> [Aim of the task]: All that is wanted is a word-for-word retyping of the lines from the one containing "format = x and" through the end of the material below.

Data to examine Block Start

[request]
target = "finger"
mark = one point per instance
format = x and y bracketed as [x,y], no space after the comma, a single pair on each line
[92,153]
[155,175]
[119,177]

Data to examine Block End

> [Answer to the problem]:
format = x and y bracketed as [x,y], no space after the comma, a single pair on each line
[92,153]
[155,175]
[119,177]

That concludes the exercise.